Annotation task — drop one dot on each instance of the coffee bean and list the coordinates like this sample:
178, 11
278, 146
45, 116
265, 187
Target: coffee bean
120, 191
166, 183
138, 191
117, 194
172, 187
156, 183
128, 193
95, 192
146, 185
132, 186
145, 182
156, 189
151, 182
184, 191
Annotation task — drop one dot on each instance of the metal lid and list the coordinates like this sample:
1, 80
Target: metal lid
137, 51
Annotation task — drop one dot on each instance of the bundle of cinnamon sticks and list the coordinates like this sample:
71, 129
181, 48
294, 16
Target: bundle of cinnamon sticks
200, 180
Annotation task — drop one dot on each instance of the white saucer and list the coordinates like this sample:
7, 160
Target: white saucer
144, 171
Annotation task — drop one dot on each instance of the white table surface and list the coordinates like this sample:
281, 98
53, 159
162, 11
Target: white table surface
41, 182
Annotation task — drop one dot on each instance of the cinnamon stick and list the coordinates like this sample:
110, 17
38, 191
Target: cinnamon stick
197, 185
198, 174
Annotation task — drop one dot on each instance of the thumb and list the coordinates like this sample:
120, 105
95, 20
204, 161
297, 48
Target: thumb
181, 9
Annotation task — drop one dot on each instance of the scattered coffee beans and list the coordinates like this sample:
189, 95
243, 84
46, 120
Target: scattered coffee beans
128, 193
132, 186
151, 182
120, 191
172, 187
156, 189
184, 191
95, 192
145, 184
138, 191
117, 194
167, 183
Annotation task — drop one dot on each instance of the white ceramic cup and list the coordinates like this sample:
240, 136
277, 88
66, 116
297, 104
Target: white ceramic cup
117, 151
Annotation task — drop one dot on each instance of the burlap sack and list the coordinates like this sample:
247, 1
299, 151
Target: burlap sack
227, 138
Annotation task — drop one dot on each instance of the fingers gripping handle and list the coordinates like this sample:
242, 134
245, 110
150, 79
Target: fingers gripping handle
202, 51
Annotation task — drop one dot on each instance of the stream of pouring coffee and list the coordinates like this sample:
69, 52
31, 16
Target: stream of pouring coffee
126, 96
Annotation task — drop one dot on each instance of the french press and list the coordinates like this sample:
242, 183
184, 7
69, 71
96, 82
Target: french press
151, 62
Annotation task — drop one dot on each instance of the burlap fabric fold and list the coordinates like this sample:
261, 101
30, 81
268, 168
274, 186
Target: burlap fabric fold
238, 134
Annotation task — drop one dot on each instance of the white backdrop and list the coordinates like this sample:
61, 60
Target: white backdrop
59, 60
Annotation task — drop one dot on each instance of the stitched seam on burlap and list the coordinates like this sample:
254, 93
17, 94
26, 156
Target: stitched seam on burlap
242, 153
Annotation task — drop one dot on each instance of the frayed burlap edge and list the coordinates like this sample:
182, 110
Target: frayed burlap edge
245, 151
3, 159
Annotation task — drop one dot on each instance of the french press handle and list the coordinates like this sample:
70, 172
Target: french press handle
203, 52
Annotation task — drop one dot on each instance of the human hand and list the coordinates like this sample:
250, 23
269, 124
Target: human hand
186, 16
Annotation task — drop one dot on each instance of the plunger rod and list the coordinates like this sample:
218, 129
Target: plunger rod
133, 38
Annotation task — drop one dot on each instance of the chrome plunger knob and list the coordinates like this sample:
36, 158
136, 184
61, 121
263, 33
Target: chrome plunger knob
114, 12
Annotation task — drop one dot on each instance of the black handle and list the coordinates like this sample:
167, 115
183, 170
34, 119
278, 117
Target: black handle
====
YOUR GOAL:
For every line above with the word "black" in it, make a copy.

RESPONSE BELOW:
Annotation task — drop one dot on each instance of the black handle and list the coordinates like this sample:
Target: black handle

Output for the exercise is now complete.